Exercise aim
Where an entry below contains an image, skip the image and copy the rest exactly.

··· Provided data ···

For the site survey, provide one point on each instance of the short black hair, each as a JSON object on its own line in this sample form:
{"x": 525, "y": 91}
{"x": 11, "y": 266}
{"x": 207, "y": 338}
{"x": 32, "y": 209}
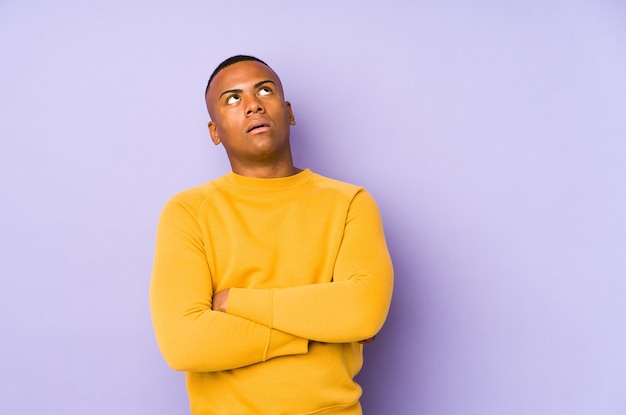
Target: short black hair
{"x": 230, "y": 61}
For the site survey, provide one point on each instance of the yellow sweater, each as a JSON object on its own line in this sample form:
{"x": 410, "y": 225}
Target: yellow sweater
{"x": 310, "y": 275}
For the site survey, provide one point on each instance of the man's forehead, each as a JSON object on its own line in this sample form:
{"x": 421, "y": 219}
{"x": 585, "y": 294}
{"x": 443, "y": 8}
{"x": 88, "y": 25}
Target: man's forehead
{"x": 242, "y": 73}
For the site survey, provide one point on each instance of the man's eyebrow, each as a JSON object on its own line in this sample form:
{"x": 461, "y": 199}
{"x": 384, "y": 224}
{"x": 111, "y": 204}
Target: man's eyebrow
{"x": 239, "y": 91}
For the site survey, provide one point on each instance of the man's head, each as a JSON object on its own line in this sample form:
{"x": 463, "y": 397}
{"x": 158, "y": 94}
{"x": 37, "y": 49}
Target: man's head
{"x": 249, "y": 114}
{"x": 228, "y": 62}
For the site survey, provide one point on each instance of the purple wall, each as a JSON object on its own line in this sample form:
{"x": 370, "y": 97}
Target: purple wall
{"x": 493, "y": 137}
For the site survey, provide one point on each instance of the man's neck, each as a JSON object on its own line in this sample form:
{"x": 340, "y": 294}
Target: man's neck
{"x": 266, "y": 172}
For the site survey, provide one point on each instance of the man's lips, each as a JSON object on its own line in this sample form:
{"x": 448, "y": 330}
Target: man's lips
{"x": 258, "y": 127}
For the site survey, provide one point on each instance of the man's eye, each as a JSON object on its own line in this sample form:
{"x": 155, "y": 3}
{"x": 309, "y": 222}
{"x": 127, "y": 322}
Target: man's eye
{"x": 232, "y": 99}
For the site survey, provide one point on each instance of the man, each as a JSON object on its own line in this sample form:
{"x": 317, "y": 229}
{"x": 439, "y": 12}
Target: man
{"x": 267, "y": 281}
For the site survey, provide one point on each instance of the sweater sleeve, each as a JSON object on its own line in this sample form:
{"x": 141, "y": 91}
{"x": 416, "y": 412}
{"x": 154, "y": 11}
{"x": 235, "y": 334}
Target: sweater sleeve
{"x": 190, "y": 335}
{"x": 352, "y": 307}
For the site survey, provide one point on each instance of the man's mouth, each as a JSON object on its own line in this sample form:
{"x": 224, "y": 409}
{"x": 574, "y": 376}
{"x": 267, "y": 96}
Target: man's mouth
{"x": 259, "y": 128}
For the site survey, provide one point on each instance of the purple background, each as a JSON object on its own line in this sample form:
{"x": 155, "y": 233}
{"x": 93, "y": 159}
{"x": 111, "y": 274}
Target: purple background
{"x": 492, "y": 134}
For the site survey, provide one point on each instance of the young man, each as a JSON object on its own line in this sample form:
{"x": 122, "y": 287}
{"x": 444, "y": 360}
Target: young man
{"x": 267, "y": 281}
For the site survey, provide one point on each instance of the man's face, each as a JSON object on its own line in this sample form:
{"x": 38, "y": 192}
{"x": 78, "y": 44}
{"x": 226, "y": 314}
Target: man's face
{"x": 249, "y": 114}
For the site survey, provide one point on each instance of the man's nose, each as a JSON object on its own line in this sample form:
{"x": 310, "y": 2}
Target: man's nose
{"x": 254, "y": 105}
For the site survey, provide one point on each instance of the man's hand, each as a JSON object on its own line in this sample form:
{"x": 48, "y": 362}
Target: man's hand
{"x": 220, "y": 300}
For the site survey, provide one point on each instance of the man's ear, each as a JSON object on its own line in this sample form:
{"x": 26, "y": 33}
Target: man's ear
{"x": 292, "y": 119}
{"x": 213, "y": 132}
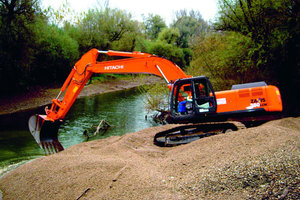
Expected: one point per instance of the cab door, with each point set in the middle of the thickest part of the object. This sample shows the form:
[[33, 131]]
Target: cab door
[[190, 98]]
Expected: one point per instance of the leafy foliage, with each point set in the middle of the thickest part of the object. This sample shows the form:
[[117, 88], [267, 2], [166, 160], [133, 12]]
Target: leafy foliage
[[153, 24], [224, 57], [190, 25], [273, 26]]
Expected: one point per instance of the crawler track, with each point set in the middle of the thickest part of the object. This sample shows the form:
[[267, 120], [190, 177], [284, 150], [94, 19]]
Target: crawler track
[[187, 133]]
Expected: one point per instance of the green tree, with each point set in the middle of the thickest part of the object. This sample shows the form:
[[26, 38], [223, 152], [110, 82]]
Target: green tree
[[273, 26], [153, 24], [190, 25], [104, 28], [224, 58], [165, 46], [16, 42]]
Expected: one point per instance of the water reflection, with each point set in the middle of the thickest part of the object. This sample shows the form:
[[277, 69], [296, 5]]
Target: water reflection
[[124, 110]]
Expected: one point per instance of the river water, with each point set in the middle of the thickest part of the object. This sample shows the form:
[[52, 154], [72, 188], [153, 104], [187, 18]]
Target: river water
[[123, 110]]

···

Task answer
For the site survey, provide one point on each instance of the short black hair, each as a JSON object on its own line in this sample form:
{"x": 525, "y": 91}
{"x": 11, "y": 266}
{"x": 207, "y": 338}
{"x": 32, "y": 209}
Target: short black hair
{"x": 230, "y": 61}
For the site survey, provide one point on each instance of the yellow sweater, each as a JSON object on its own line in this sample form:
{"x": 410, "y": 225}
Target: yellow sweater
{"x": 310, "y": 275}
For the site survey, provide one point on each instance of the man's forehead, each as a JSON object on its own line in this sample form:
{"x": 421, "y": 219}
{"x": 585, "y": 294}
{"x": 443, "y": 8}
{"x": 88, "y": 25}
Target: man's forehead
{"x": 242, "y": 73}
For the site survey, provide one point on each instance of the man's eyebrow, each as a JSON object on its own line in this sample form:
{"x": 461, "y": 199}
{"x": 384, "y": 224}
{"x": 111, "y": 204}
Target: man's eyebrow
{"x": 239, "y": 91}
For the site survey, provide one point on each instance of the man's head, each as a JSON object on its own line in this sample form:
{"x": 463, "y": 397}
{"x": 158, "y": 94}
{"x": 37, "y": 49}
Target: man's head
{"x": 249, "y": 114}
{"x": 228, "y": 62}
For the site survey, provide one point on each instance of the purple wall, each as a JSON object on its own line in this sample form:
{"x": 370, "y": 97}
Target: purple wall
{"x": 493, "y": 137}
For the site survey, provide one point on each instance of the man's neck, each as a JSON object on its own line in this sample form:
{"x": 340, "y": 294}
Target: man's neck
{"x": 266, "y": 172}
For the site survey, provide one point on each instance of the man's lips, each as a JSON object on its own line in this sample form:
{"x": 448, "y": 330}
Target: man's lips
{"x": 258, "y": 127}
For the site survey, provide one point on each instance of the man's eye, each as a JSON object on its own line in this sample form:
{"x": 155, "y": 3}
{"x": 309, "y": 222}
{"x": 127, "y": 322}
Target: man's eye
{"x": 232, "y": 99}
For the site survey, provide one point on each instance of the man, each as a JSON object on its own line in this sample form:
{"x": 317, "y": 229}
{"x": 439, "y": 12}
Target: man
{"x": 267, "y": 281}
For the site survey, provide one point on each instance of the sweater sleeve, each as a JSON object on its own line in this sample form:
{"x": 141, "y": 91}
{"x": 416, "y": 412}
{"x": 154, "y": 11}
{"x": 235, "y": 334}
Target: sweater sleeve
{"x": 190, "y": 335}
{"x": 352, "y": 307}
For the site survey, provide one point on each instance of the man's mouth, each as a JSON object on its own line in this sample form:
{"x": 224, "y": 409}
{"x": 574, "y": 376}
{"x": 267, "y": 96}
Target: man's mouth
{"x": 259, "y": 128}
For the site survey, provide one point on each instance of the purple background, each as a JSON object on its own line in this sample form:
{"x": 155, "y": 233}
{"x": 93, "y": 159}
{"x": 111, "y": 274}
Target: purple background
{"x": 492, "y": 134}
For the site survey, provide one point on each instance of the young man, each as a JSON object on its own line in this sample form:
{"x": 122, "y": 287}
{"x": 444, "y": 360}
Target: young man
{"x": 267, "y": 281}
For the site survey, provide one point on each instance of the man's face, each as a JSON object on its own line in this sample form:
{"x": 38, "y": 192}
{"x": 78, "y": 44}
{"x": 226, "y": 314}
Target: man's face
{"x": 249, "y": 114}
For the site survey, provide one point on each instance of the man's nose, each as a JSON object on its own line in this sample form:
{"x": 310, "y": 2}
Target: man's nose
{"x": 254, "y": 105}
For the site survey, provide one point on each instance of the man's hand, each as a JSON object on its own line in this sample form:
{"x": 48, "y": 362}
Target: man's hand
{"x": 220, "y": 300}
For the site survey, provide one point on each instance of the man's ear, each as a JSON object on its own line in this sample form:
{"x": 26, "y": 33}
Target: man's ear
{"x": 292, "y": 119}
{"x": 213, "y": 132}
Expected: one point per instance of the cab door, with each point set in the middle of the thickest part of the object. This sample shows the form:
[[33, 131]]
Target: cab door
[[190, 98]]
Expected: one point per instance of the leafy foliage, with each point set in the middle of the thickest part of the object. This sample shows the form:
[[117, 88], [267, 2], [166, 160], [133, 12]]
Target: leafy foliage
[[153, 24], [224, 57], [190, 25], [273, 26]]
Expected: one point per instance of the crawler track, with each point set in the middle of the thickest part of the object. This sample shows the form:
[[267, 120], [190, 177], [284, 150], [94, 19]]
Target: crawler track
[[187, 133]]
Expected: one point per instance of the green tree, with each point set in the middle of the thickest part of the object. This sample shows the form:
[[26, 38], [223, 152], [110, 82]]
Target: green tree
[[273, 26], [153, 24], [190, 25], [104, 28], [224, 58], [165, 46], [16, 42]]
Expected: one point per instance of the water reflection, with each point set in the middle of the thickest part of the object. This sample shows the form:
[[277, 69], [296, 5]]
Target: water reflection
[[124, 110]]
Expected: one point per instance of the river water, with each point set in the middle of the thickest part of the object. This sample shows the form:
[[52, 154], [72, 188], [153, 104], [187, 18]]
Target: river water
[[123, 110]]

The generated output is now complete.